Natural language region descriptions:

- Opening Delimiter -

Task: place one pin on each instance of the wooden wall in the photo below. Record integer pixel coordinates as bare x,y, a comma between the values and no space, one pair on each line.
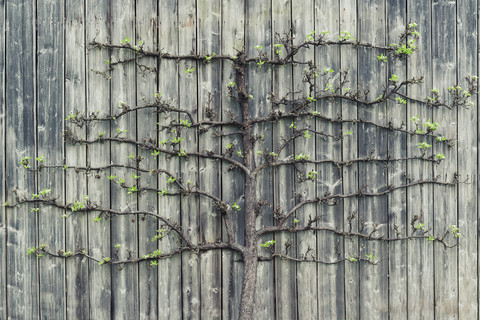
46,73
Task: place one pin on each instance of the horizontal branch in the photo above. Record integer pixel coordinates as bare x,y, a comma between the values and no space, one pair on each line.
196,249
291,160
150,146
362,193
370,236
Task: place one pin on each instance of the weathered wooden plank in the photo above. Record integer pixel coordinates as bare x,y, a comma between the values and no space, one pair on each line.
50,115
233,36
372,210
22,276
259,33
349,60
445,197
146,33
209,94
467,64
190,206
283,177
330,283
98,99
123,228
419,198
3,195
76,226
397,209
169,270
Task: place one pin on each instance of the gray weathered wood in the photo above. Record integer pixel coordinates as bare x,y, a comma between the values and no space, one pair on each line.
419,198
98,99
50,115
467,64
22,271
414,279
146,31
169,270
124,228
372,210
396,20
444,197
258,33
349,60
233,20
187,19
3,194
209,94
283,190
330,282
76,226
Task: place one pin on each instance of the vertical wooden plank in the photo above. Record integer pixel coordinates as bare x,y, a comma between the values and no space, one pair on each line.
22,276
445,197
349,60
188,91
330,283
169,270
123,228
420,198
283,190
98,99
50,117
233,37
146,32
372,210
76,227
258,33
467,64
209,94
397,209
3,195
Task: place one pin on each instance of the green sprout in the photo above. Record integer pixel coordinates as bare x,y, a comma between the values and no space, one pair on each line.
302,156
103,261
455,231
209,57
424,145
236,207
393,78
370,257
278,47
344,36
268,244
190,70
382,57
132,189
310,36
400,100
312,175
26,162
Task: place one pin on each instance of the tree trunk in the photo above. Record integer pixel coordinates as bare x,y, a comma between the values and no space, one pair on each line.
247,302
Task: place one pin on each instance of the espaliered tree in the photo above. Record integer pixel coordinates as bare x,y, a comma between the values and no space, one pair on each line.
249,158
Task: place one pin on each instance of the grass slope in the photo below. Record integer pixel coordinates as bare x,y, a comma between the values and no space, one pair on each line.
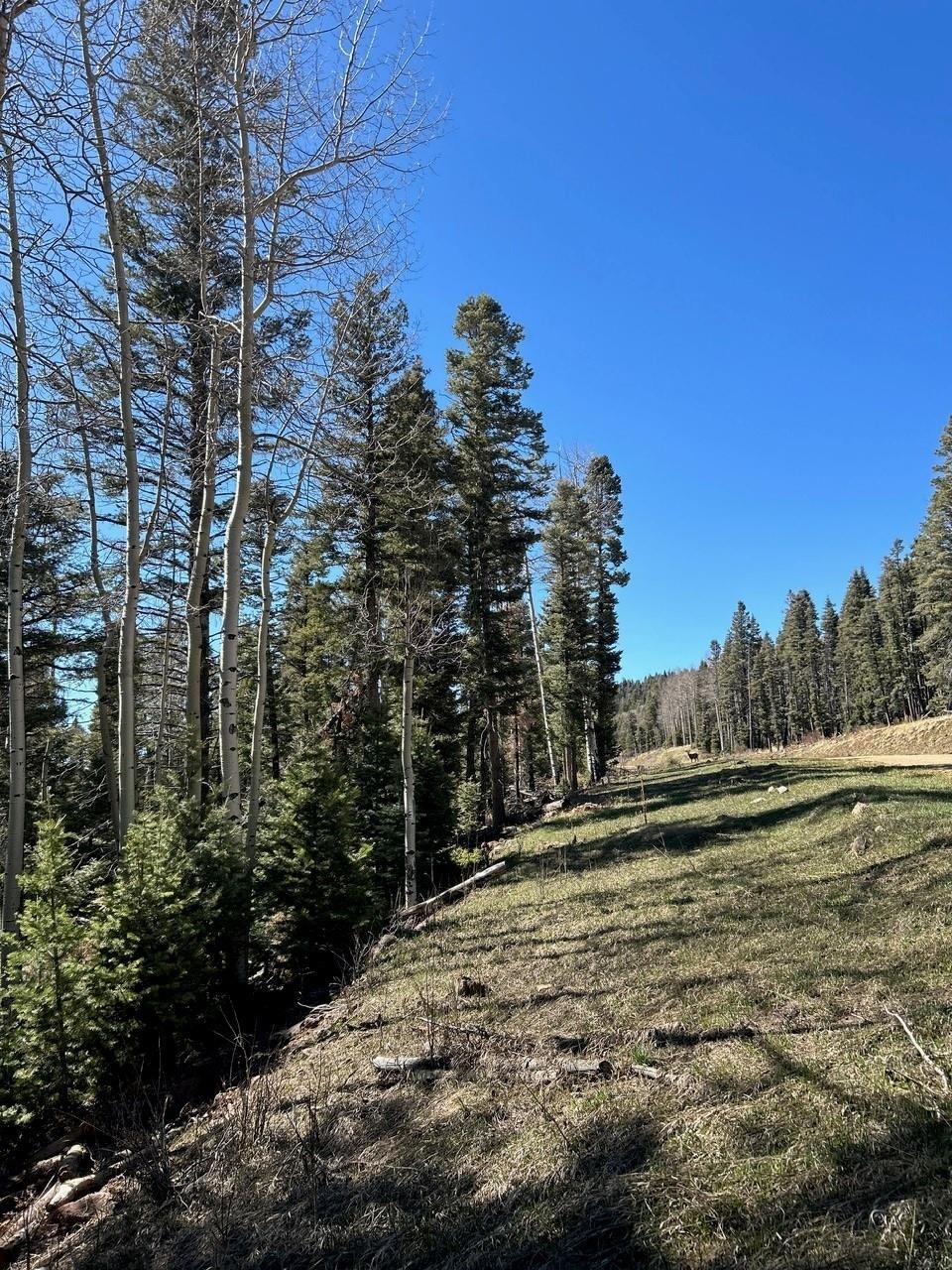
738,942
921,737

- Closing Delimiter -

Instructions to follow:
Copy each line above exactly, with no images.

Reply to the task:
Task: place one pin on each instance of the wooden wall in the photo below. Record integer pixel coordinates as bare x,y, a comma between the values and no space, one pair on each line.
46,73
Task: place one pin on each instance of the horizontal branch in the photo above. Record integer pixel coordinates as bare x,y, a comma between the values and no space, one pair on each line.
196,249
291,160
150,146
362,193
370,236
Task: place one pin on each instance of the weathered wooden plank in the photo above. Record integer pixel coordinates as bare x,y, a comma between the values and no space, one pair on each line.
50,115
233,36
372,210
22,276
259,33
349,60
445,197
146,33
209,94
467,64
190,206
283,177
330,283
98,99
123,228
419,198
3,195
76,226
397,209
169,270
Task: place one pin on each instance of the gray weathered wood in the photo above. Record integer pixel coordinates as bare x,y, a comma between the values and no space, one pair on each line.
419,198
98,99
50,115
467,64
22,271
414,279
146,31
169,270
124,228
372,210
396,20
444,197
258,33
349,60
233,20
187,19
3,194
209,94
283,190
330,282
76,226
Task: place one pin on each instance of the vertical wooden plank in the photo above. Record integer pixel coordinates as bare x,y, a comma between the values and no space, one pair on each line.
22,276
445,197
349,60
188,91
330,283
169,270
123,228
420,198
283,190
98,99
50,117
233,37
146,32
372,210
76,227
258,33
467,64
209,94
397,209
3,195
Task: place one pin on each instance of the green sprout in the photo above. Record integer pixel coordinates as bare x,y, a comma between the values and no space, one pair on each line.
302,156
103,261
455,231
209,57
424,145
236,207
393,78
370,257
278,47
344,36
268,244
190,70
382,57
132,189
310,36
400,100
312,175
26,162
Task: place one pin on each instance of the tree trunk in the photo above. Record integer pixel coordinates as bare x,y, a comma between the values and no space, one pair on each line.
247,302
Task: place one pin on each instance of the espaliered tree in the photo above. Record integer pixel coordinates as bare x,y, a comma between the values and no space, one pair on each line.
249,158
Task: place one pin on each instance of the grass slope in the photo below. Record integer pixel coordinates as bare x,y, a comma between the values and no space, one pair on each line.
738,942
921,737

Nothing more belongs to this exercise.